• **SHORT TASK**
Copy every line of the material below word for word.

========================

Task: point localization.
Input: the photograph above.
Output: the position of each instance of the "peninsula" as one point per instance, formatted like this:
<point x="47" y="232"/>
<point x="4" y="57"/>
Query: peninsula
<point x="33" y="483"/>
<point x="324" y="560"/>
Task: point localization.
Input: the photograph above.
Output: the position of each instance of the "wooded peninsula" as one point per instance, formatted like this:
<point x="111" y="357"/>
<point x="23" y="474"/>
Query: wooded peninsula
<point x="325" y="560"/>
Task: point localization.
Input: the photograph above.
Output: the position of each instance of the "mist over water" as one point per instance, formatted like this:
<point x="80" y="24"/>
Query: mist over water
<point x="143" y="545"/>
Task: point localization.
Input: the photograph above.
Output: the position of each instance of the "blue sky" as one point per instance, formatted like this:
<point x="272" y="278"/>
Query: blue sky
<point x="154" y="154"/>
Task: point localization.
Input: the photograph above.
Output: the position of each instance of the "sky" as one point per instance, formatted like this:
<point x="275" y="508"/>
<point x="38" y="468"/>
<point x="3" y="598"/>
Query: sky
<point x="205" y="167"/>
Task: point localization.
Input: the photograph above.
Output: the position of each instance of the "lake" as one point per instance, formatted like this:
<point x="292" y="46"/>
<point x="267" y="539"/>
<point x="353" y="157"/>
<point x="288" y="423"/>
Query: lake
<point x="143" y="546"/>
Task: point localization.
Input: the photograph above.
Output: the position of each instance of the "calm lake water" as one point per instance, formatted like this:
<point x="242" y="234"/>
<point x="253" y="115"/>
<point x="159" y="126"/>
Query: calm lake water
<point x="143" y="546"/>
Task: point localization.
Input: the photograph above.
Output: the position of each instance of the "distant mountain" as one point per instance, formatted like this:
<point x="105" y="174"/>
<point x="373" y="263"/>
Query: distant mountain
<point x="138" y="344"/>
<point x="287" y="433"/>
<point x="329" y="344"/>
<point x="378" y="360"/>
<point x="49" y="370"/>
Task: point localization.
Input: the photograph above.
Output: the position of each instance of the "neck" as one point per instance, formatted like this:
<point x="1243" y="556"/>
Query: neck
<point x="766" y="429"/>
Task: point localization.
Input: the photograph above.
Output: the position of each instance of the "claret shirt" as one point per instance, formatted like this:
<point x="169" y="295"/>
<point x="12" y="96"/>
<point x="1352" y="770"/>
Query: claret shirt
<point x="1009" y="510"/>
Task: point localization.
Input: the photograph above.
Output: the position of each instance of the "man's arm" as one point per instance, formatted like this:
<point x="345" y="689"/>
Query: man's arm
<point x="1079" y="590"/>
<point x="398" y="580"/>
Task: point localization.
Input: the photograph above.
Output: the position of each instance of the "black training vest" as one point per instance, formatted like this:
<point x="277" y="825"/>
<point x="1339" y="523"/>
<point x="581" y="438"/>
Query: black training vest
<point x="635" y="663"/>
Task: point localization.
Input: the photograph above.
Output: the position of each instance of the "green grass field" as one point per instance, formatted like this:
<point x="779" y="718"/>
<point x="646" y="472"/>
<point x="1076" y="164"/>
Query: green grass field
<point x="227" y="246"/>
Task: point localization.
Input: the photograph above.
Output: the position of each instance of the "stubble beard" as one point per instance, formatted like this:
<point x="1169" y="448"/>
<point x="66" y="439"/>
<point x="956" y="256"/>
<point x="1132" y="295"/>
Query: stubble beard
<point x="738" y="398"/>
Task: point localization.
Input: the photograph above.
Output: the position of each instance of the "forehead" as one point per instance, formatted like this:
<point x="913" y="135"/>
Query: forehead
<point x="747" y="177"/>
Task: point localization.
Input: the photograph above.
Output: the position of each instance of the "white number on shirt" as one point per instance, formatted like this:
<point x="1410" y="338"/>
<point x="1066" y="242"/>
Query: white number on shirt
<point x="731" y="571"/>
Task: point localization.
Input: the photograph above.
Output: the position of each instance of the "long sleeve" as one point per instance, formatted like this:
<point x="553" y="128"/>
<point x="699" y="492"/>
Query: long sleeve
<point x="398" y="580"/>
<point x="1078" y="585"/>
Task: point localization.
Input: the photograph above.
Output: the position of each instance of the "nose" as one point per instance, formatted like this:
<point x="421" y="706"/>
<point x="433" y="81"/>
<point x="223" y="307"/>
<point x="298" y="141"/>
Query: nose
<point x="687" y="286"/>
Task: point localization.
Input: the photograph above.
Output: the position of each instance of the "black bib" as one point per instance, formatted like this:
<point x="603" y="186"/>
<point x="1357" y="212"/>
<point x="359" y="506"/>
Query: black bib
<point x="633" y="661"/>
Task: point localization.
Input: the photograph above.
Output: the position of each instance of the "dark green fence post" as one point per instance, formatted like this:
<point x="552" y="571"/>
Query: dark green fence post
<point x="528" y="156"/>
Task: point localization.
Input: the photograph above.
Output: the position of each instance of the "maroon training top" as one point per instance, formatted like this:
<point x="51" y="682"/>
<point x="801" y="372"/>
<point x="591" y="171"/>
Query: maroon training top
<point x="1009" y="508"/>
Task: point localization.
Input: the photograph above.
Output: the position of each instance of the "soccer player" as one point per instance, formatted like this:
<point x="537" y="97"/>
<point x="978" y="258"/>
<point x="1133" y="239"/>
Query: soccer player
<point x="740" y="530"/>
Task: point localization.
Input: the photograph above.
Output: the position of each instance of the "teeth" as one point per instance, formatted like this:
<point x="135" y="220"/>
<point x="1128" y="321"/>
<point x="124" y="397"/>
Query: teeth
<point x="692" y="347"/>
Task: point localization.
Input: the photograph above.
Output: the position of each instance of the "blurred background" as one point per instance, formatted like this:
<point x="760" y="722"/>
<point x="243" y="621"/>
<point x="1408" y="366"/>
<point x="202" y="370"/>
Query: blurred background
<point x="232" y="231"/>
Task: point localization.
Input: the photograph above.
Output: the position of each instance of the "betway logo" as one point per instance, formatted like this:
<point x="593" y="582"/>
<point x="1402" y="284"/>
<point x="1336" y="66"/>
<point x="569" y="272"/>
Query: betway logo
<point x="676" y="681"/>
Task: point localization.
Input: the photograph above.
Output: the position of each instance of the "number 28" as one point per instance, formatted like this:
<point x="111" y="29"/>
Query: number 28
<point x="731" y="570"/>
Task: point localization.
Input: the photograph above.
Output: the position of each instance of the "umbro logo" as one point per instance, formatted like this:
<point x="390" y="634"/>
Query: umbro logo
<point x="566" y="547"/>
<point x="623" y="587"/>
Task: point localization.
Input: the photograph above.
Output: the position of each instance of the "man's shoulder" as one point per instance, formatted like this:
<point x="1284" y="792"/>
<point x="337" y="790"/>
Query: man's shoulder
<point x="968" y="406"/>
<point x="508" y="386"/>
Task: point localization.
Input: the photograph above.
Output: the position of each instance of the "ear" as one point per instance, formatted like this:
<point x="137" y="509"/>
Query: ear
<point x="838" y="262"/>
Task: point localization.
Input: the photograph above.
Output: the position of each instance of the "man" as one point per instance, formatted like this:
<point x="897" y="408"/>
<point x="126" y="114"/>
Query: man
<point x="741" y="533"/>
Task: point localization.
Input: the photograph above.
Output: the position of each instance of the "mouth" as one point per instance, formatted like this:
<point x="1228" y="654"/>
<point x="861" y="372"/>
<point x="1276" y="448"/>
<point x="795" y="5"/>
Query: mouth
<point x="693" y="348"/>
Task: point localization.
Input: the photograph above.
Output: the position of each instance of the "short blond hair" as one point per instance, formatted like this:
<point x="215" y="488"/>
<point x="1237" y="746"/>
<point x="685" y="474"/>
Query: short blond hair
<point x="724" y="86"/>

========================

• **WRITTEN REPLY**
Task: point localization.
Input: the photograph above.
Output: the position of each instance of the "peninsula" as one point per instance, formatted like this:
<point x="47" y="232"/>
<point x="4" y="57"/>
Query: peninsula
<point x="33" y="483"/>
<point x="324" y="560"/>
Task: point localization.
Input: the photograph above.
Output: the position of each instance of the "wooded peninsula" as one point per instance, formatted like this:
<point x="111" y="357"/>
<point x="23" y="474"/>
Query: wooded peninsula
<point x="325" y="560"/>
Task: point localization.
Input: the photograph above.
Output: the position of each instance of the "mist over water" as one point per instance, formatted like this:
<point x="80" y="24"/>
Query: mist over water
<point x="143" y="545"/>
Task: point localization.
Input: the photograph above.
Output: the position of each instance of the "blue sky" as one point per instance, formatted like this:
<point x="272" y="278"/>
Query: blue sky
<point x="154" y="154"/>
Task: point localization.
Input: the photograph above.
Output: the position of each instance of the "sky" as one point per instance, formatted like this:
<point x="275" y="508"/>
<point x="38" y="468"/>
<point x="3" y="598"/>
Query: sky
<point x="205" y="167"/>
Task: point localization.
Input: the photograph above.
Output: the position of each instance of the "lake" as one point per instance, formatted like this:
<point x="292" y="46"/>
<point x="267" y="539"/>
<point x="353" y="157"/>
<point x="288" y="423"/>
Query: lake
<point x="143" y="546"/>
Task: point localization.
Input: the photograph above.
Output: the position of each instance of the "calm lake water" as one point per instance, formatted like this:
<point x="242" y="234"/>
<point x="253" y="115"/>
<point x="159" y="126"/>
Query: calm lake water
<point x="143" y="546"/>
Task: point localization.
Input: the photograph above.
Output: the position of each instance of the "distant mountain" as one point per instance, formatted like this:
<point x="105" y="174"/>
<point x="373" y="263"/>
Query: distant mountain
<point x="138" y="344"/>
<point x="287" y="433"/>
<point x="329" y="344"/>
<point x="378" y="360"/>
<point x="49" y="370"/>
Task: point localization.
Input: the photograph above.
Output: the position of each instance of the "neck" as one point per instance, formatted like this:
<point x="1243" y="556"/>
Query: neck
<point x="766" y="429"/>
Task: point localization.
Input: the photograph above.
Output: the position of each instance of the "claret shirt" as one point per instance, formatted like this:
<point x="169" y="295"/>
<point x="12" y="96"/>
<point x="1352" y="770"/>
Query: claret shirt
<point x="1009" y="510"/>
Task: point localization.
Input: the photograph above.
Output: the position of each instance of the "man's arm" as one point per instance, formatted like this:
<point x="345" y="689"/>
Query: man's arm
<point x="1079" y="590"/>
<point x="398" y="580"/>
Task: point localization.
Input: the photograph above.
Output: the position of each instance of the "black training vest" as one point per instance, formatted like this:
<point x="277" y="825"/>
<point x="1339" y="523"/>
<point x="581" y="438"/>
Query: black training vest
<point x="635" y="663"/>
Task: point localization.
Input: the photograph above.
Output: the position of each instance of the "green grass field" as one point per instance, formatted like this:
<point x="779" y="718"/>
<point x="646" y="472"/>
<point x="1076" y="164"/>
Query: green grass field
<point x="227" y="246"/>
Task: point localization.
Input: the photograph above.
Output: the position of each instance of the "stubble beard" as one point per instance, formatted like this:
<point x="1169" y="448"/>
<point x="66" y="439"/>
<point x="956" y="256"/>
<point x="1132" y="295"/>
Query: stubble beard
<point x="738" y="398"/>
Task: point localization.
Input: the photograph above.
Output: the position of each instance of the "forehead" as one point per instance, formatted like this:
<point x="913" y="135"/>
Query: forehead
<point x="747" y="177"/>
Task: point localization.
Input: the photograph above.
Output: the position of each instance of the "white number on shirt" as one point per instance, formatted like this:
<point x="1410" y="338"/>
<point x="1066" y="242"/>
Query: white number on shirt
<point x="731" y="571"/>
Task: point localization.
Input: the photograph above.
Output: the position of each instance of the "long sleeve" as one point per instance, formatted like this:
<point x="553" y="128"/>
<point x="699" y="492"/>
Query: long sleeve
<point x="398" y="580"/>
<point x="1078" y="585"/>
Task: point localization.
Input: the photograph above.
Output: the position of each instance of the "nose" as one point per instance, formatted like this:
<point x="421" y="706"/>
<point x="433" y="81"/>
<point x="223" y="307"/>
<point x="298" y="141"/>
Query: nose
<point x="687" y="286"/>
Task: point localization.
Input: the photograph above.
Output: the position of each instance of the "black bib" as one point per instance, formatted like this:
<point x="603" y="186"/>
<point x="1357" y="212"/>
<point x="359" y="506"/>
Query: black bib
<point x="633" y="661"/>
Task: point localization.
Input: the photograph above.
Output: the position of each instance of the "dark green fence post" as one point per instance, formatted like this:
<point x="552" y="571"/>
Query: dark green fence post
<point x="528" y="156"/>
Task: point localization.
Input: the photograph above.
Output: the position of each instance of the "maroon training top" as one point per instance, formatted like this:
<point x="51" y="682"/>
<point x="801" y="372"/>
<point x="591" y="171"/>
Query: maroon training top
<point x="1009" y="508"/>
Task: point localization.
Input: the photograph above.
Output: the position of each instance of the "soccer player" as one point per instance, formatted like this:
<point x="537" y="97"/>
<point x="978" y="258"/>
<point x="1133" y="239"/>
Query: soccer player
<point x="740" y="530"/>
Task: point localization.
Input: the photograph above.
Output: the position of each instance of the "teeth" as one point per instance, formatted like this:
<point x="135" y="220"/>
<point x="1128" y="321"/>
<point x="124" y="397"/>
Query: teeth
<point x="692" y="347"/>
Task: point localization.
Input: the photograph above.
Output: the position of each instance of the "blurred background" as one point per instance, formatted like this:
<point x="760" y="722"/>
<point x="243" y="621"/>
<point x="1408" y="366"/>
<point x="202" y="370"/>
Query: blurred background
<point x="232" y="231"/>
Task: point localization.
Input: the photograph above.
Output: the position of each instance of the "betway logo" as one point per instance, formatted like this:
<point x="593" y="582"/>
<point x="1402" y="284"/>
<point x="1336" y="66"/>
<point x="569" y="272"/>
Query: betway logo
<point x="676" y="681"/>
Task: point localization.
Input: the photograph above.
Output: the position of each instance of the "number 28" as one point per instance, formatted like this:
<point x="111" y="29"/>
Query: number 28
<point x="731" y="570"/>
Task: point localization.
Input: the photograph above.
Output: the position of each instance of the "umbro logo" as one point per instance, formatted like this:
<point x="390" y="634"/>
Query: umbro logo
<point x="566" y="547"/>
<point x="623" y="587"/>
Task: point localization.
Input: the photograph above.
Output: the position of each instance of the "man's shoulder" as one point per instance, formatted like this:
<point x="1284" y="792"/>
<point x="337" y="790"/>
Query: man's shoulder
<point x="968" y="406"/>
<point x="508" y="386"/>
Task: point localization.
Input: the photograph above.
Output: the position of each instance of the "ear" as one point per instance, formatted like this:
<point x="137" y="509"/>
Query: ear
<point x="838" y="262"/>
Task: point localization.
Input: the photograph above.
Output: the position of each instance of the "man" as one point per instance, formatted like this:
<point x="897" y="408"/>
<point x="126" y="114"/>
Query: man
<point x="741" y="533"/>
Task: point localization.
Input: the photograph above.
Output: the position of each instance of the "mouth" as one point per instance, formatted like this:
<point x="1228" y="654"/>
<point x="861" y="372"/>
<point x="1276" y="448"/>
<point x="795" y="5"/>
Query: mouth
<point x="693" y="348"/>
Task: point localization.
Input: the photograph above.
Output: the position of each instance of the "short blond hair" as one point per instance, formatted like this:
<point x="215" y="488"/>
<point x="1237" y="746"/>
<point x="685" y="474"/>
Query: short blond hair
<point x="724" y="86"/>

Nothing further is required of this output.